(Box annotations for photos)
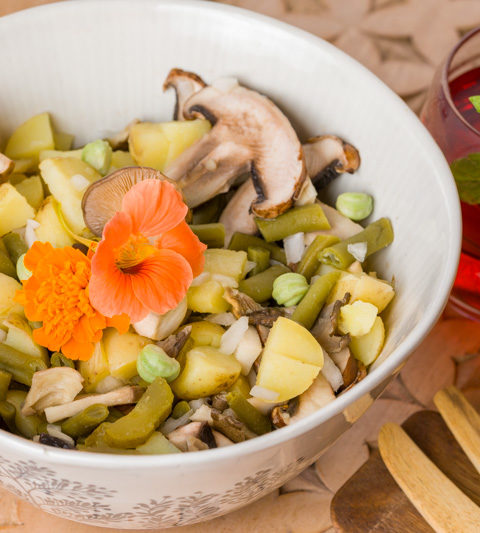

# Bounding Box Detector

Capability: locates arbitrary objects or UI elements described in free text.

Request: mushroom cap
[82,167,175,237]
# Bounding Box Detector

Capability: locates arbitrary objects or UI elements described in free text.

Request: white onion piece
[220,316,248,355]
[25,218,40,248]
[250,385,280,402]
[283,232,305,265]
[322,351,343,392]
[205,312,235,326]
[234,324,263,376]
[347,242,367,263]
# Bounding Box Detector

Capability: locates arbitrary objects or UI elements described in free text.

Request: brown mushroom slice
[82,167,174,236]
[303,135,360,189]
[163,68,207,120]
[166,86,306,218]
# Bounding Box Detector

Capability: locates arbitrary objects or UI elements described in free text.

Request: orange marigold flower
[90,179,206,322]
[15,241,130,361]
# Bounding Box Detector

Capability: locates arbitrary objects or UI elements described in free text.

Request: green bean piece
[238,265,290,303]
[319,218,393,269]
[0,400,17,433]
[0,344,47,387]
[292,272,340,329]
[50,352,75,368]
[255,204,330,242]
[62,403,108,439]
[2,232,28,265]
[247,246,270,277]
[0,250,17,278]
[7,390,47,439]
[190,222,225,248]
[0,370,12,401]
[105,377,173,448]
[172,400,191,420]
[297,235,340,281]
[227,392,272,435]
[228,231,287,265]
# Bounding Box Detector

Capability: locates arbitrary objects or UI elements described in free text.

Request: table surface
[0,0,480,533]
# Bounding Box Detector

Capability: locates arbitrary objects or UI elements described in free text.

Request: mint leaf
[450,154,480,205]
[468,94,480,113]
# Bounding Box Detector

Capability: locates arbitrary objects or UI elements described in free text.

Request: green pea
[272,272,308,307]
[137,344,180,383]
[335,192,373,220]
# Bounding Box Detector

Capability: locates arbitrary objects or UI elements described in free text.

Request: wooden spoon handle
[378,423,480,533]
[433,385,480,472]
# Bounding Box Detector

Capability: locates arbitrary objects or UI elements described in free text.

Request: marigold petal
[155,221,207,277]
[132,250,193,315]
[122,179,188,237]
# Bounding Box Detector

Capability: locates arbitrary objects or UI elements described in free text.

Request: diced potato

OBJECTIVE: Reproduce the data word for word, starting at its first line and ending with the line that contains "[15,241,130,361]", both included. Omit the pictures.

ANSWER TO THIS TASK:
# Bounding Box Detector

Capability: locates arbitrary objects or UI elements described in free text.

Request: mushroom cap
[82,167,175,237]
# Bounding Box Detector

Capability: locates arbitrary objects or UI elements described in free text.

Request: white onion piece
[220,316,248,355]
[25,218,40,248]
[250,385,280,402]
[283,232,305,265]
[322,351,343,392]
[205,312,235,326]
[234,324,263,376]
[347,242,367,263]
# Bounding Box Detector

Capability: locates arbitrary objects or UI elements described in free text.

Request: brown mushroom slice
[82,167,174,236]
[303,135,360,189]
[163,68,207,120]
[166,86,306,218]
# Bounding Box Detector

Capability: locates arbitrary objects or UI elements described in free text.

Request: orange marigold flower
[90,179,206,322]
[15,241,130,361]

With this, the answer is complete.